• Aufgabe 1: Kannst du aus dem Forenauszug den Abschnitt von „Goldman-Sachs-Chef erwagt Handel“ bis einschließlich „all das nicht.“ wortgetreu ausgeben?

• Quelle:
________________________

Wenn die ersten großen Banken sich bereits offiziell mit dem bitcoin-Handel beschäftigen und teilweise "anfreunden", wurden evtl. bereits die ersten Transaktionen für den Eigenbestand zur Spekulation getätigt. Das Angebot für die Kunden am bitcoin-Handel teilzunehmen, wird bei einigen Großbanken sicherlich folgen. Die Nachfrage scheint vorhanden zu sein. Diese Marktteilnehmer (Großbanken) sorgen natürlich für immense Volumen im Handel. Das würde den Kurs zunächst weiter beflügeln, das Risiko einer platzenden Blase aber verschärfen. Irgendwie erinnert mich das an etwas vor rund 10 Jahren....ich komme nicht drauf! 

Eine Beispielquelle füge ich mal an. Handelsblatt und Co. hatten ähnliche Artikel.

Goldman-Sachs-Chef erwagt Handel mit Kryptowahrung Bitcoin - manager magazin


----------



## PCGH_Carsten (8. Dezember 2017)

*AW: Börse: Hacker klauen Bitcoin im Wert von fast 70 Millionen US-Dollar*

Die Banken und deren Verantwortliche tragen dabei ja auch kein Risiko. Wurde ja gerade erst durchexerziert: Auf unendliche Gier folgt ein unendlicher Rettungsschirm, weil „too big to fail“ und so. Die Manager-Boni werden dann einfach ins nächste Jahr geschleift oder in Wechselprämien respektive Abfindungen versteckt. Und die Politik tut so, als bemerkle sie all das nicht.


----------



## MXDoener (8. Dezember 2017)

*AW: Börse: Hacker klauen Bitcoin im Wert von fast 70 Millionen US-Dollar*



Magios schrieb:


> ja wohl, diese Wärung ist zum sterben verurteilt, es gab schon vor Jahren Schneballsysteme wo einige Millionär würden und die Masse der Leute das Geld eingebüst haben, und auch hier wird es so enden, es ist nur eine Frage der Zeit.....

________________________

(Positionsannotationen)
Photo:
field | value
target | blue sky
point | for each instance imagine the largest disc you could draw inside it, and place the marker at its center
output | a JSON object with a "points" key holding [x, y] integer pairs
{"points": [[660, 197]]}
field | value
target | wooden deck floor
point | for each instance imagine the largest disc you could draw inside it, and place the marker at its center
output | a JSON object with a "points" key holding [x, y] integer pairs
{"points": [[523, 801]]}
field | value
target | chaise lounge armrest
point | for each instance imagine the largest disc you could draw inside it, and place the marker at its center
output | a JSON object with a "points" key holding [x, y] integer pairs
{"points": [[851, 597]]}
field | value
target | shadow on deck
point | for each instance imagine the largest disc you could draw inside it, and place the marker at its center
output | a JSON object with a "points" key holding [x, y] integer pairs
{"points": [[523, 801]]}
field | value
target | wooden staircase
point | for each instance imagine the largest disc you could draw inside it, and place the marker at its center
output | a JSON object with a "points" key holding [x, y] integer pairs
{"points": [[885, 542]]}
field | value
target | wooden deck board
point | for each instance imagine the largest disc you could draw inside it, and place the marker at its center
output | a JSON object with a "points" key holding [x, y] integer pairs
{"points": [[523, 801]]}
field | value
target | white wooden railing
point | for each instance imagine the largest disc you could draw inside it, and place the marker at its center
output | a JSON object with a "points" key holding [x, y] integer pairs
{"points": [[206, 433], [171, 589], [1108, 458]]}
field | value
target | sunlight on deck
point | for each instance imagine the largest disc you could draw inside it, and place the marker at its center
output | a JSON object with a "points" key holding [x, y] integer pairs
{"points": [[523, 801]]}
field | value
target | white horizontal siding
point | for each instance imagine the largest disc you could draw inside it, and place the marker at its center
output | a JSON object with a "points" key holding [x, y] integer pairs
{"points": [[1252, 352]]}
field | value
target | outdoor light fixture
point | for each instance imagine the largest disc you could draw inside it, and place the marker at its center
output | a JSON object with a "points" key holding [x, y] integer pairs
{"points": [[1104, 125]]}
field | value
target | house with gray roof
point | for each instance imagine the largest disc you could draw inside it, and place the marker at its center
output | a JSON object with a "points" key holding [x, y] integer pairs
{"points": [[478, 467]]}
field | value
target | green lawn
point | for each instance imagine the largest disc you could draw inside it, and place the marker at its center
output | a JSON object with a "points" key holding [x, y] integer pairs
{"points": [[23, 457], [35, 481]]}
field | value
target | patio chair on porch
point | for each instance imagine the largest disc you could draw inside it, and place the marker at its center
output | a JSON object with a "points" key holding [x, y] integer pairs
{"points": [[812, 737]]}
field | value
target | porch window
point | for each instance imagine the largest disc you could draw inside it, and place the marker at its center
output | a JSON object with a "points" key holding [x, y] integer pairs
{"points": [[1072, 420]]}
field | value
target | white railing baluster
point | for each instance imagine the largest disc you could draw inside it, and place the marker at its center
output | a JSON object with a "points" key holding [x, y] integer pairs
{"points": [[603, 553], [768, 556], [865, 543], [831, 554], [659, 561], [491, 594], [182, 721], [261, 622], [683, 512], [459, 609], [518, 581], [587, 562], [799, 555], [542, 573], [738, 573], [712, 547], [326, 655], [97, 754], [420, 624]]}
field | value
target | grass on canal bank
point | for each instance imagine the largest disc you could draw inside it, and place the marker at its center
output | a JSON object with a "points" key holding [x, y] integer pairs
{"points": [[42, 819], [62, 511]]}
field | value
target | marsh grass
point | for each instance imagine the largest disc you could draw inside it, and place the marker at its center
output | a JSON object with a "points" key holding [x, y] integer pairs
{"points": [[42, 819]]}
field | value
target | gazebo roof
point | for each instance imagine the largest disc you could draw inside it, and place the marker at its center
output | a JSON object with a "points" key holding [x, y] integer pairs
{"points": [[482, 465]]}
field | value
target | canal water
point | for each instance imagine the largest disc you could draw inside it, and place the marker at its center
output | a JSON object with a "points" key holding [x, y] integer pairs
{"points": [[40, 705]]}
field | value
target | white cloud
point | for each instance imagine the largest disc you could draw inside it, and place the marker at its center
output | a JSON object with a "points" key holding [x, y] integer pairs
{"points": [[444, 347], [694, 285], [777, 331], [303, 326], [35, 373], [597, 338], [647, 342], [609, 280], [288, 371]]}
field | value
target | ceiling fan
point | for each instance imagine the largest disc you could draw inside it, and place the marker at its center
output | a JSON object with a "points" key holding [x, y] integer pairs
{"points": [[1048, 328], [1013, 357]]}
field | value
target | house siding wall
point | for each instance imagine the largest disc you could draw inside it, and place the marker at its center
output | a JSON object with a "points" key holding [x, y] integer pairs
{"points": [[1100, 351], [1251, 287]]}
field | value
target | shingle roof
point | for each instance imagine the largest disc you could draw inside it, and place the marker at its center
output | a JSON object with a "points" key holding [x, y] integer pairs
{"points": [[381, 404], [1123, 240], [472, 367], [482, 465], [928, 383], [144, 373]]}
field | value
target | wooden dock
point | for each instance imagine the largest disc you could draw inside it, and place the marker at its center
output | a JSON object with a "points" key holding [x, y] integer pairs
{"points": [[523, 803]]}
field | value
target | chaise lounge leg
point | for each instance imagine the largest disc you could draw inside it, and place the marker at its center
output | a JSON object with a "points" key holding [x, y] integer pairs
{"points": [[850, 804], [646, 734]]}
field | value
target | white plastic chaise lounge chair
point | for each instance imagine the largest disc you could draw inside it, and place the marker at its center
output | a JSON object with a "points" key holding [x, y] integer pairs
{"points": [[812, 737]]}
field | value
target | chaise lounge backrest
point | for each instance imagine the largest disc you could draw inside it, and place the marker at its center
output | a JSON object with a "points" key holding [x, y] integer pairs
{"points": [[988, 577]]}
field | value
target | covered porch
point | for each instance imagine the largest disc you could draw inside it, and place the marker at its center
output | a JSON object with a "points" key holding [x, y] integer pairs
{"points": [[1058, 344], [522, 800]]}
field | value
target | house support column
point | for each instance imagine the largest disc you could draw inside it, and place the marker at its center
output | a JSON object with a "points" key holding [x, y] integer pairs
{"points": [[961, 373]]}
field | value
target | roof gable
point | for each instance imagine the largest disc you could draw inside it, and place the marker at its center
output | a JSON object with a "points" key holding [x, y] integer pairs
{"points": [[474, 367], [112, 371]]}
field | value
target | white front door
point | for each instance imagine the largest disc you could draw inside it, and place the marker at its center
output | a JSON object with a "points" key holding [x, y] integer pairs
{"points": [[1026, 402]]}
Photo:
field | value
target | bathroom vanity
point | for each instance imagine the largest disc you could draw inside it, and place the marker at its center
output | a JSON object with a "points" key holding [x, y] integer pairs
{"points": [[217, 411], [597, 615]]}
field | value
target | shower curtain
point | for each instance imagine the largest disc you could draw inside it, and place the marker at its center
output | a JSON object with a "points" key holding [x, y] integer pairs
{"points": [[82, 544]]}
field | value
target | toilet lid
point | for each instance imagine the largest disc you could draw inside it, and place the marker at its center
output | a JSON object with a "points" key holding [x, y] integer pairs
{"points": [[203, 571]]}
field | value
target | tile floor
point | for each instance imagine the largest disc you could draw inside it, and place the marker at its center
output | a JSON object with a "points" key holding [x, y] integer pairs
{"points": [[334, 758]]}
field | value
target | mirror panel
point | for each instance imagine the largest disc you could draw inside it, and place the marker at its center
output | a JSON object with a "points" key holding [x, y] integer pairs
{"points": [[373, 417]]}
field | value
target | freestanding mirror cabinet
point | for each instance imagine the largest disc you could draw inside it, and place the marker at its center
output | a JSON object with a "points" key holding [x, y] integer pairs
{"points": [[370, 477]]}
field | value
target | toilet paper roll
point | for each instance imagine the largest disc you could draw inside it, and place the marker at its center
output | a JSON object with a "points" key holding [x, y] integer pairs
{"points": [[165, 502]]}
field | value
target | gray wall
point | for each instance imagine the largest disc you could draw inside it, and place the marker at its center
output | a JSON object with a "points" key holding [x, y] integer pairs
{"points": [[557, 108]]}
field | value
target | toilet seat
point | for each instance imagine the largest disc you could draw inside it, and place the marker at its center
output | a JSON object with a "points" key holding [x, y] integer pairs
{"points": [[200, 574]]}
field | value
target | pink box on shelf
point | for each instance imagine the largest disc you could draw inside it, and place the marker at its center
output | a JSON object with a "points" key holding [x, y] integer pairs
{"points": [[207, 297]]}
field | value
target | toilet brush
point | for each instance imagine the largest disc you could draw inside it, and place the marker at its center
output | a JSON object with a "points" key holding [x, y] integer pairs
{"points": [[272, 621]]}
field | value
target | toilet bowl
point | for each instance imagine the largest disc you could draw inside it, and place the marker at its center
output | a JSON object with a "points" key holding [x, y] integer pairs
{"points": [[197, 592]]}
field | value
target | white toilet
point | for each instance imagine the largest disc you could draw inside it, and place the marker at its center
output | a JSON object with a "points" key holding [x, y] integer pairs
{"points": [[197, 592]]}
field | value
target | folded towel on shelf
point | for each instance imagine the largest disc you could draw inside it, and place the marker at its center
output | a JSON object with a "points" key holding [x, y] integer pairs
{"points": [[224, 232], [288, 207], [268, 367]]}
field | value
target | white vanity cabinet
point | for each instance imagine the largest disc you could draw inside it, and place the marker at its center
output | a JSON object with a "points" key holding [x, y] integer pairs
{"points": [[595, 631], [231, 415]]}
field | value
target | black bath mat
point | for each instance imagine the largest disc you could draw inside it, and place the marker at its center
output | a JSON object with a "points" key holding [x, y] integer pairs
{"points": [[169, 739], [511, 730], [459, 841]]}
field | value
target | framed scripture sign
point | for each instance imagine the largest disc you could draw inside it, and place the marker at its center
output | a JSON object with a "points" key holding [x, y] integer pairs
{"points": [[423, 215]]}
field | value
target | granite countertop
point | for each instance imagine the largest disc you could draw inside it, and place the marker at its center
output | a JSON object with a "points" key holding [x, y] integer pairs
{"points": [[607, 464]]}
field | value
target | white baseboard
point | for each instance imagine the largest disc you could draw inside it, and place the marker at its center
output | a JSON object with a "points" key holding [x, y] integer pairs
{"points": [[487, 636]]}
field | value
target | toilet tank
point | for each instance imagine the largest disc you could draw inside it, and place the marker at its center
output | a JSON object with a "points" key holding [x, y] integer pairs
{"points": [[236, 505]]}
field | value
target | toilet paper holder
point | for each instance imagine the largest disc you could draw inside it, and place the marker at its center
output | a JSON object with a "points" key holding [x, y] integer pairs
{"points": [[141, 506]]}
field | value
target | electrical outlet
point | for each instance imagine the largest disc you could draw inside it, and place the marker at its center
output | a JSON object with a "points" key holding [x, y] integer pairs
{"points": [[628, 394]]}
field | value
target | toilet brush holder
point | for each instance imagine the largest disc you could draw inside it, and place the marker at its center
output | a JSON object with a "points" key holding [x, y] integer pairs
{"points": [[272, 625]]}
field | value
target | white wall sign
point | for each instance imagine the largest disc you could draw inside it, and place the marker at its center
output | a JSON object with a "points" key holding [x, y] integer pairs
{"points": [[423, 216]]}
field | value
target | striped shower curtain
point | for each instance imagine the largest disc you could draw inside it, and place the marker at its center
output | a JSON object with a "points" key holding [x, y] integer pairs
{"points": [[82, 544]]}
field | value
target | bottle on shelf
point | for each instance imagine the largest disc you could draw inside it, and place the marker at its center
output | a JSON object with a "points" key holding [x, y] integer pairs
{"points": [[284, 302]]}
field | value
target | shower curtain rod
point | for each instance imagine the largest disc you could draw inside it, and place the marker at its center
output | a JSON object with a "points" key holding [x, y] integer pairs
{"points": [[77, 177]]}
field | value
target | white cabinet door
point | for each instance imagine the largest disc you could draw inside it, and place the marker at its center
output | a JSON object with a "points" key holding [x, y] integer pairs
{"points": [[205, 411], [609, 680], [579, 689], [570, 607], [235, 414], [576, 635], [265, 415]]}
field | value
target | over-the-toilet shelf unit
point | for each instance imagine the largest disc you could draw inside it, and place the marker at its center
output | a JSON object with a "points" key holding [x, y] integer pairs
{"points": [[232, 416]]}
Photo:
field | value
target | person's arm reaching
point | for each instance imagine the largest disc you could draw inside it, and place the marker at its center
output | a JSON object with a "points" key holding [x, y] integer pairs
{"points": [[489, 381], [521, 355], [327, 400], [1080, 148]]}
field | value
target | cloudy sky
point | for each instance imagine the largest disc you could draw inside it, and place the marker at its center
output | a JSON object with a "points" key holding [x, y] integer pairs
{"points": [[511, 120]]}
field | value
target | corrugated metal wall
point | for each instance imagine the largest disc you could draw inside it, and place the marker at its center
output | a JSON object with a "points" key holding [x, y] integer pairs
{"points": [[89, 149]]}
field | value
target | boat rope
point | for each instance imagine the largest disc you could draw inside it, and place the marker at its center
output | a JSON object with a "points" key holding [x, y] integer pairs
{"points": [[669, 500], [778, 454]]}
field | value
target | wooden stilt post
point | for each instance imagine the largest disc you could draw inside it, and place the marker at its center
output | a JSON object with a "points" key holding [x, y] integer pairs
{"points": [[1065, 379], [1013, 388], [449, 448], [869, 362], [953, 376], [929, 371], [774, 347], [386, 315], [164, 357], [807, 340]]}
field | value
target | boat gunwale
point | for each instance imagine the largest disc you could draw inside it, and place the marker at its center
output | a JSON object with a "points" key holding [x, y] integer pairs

________________________

• Aufgabe 2: Welche Zeilen oben enthalten die Zeichenfolge „paper“? Extrahiere jede davon unverändert.

• Vollständige Antwort 1:
Goldman-Sachs-Chef erwagt Handel mit Kryptowahrung Bitcoin - manager magazin


----------



## PCGH_Carsten (8. Dezember 2017)

*AW: Börse: Hacker klauen Bitcoin im Wert von fast 70 Millionen US-Dollar*

Die Banken und deren Verantwortliche tragen dabei ja auch kein Risiko. Wurde ja gerade erst durchexerziert: Auf unendliche Gier folgt ein unendlicher Rettungsschirm, weil „too big to fail“ und so. Die Manager-Boni werden dann einfach ins nächste Jahr geschleift oder in Wechselprämien respektive Abfindungen versteckt. Und die Politik tut so, als bemerkle sie all das nicht.

• Vollständige Antwort 2:
target | toilet paper roll
target | toilet paper holder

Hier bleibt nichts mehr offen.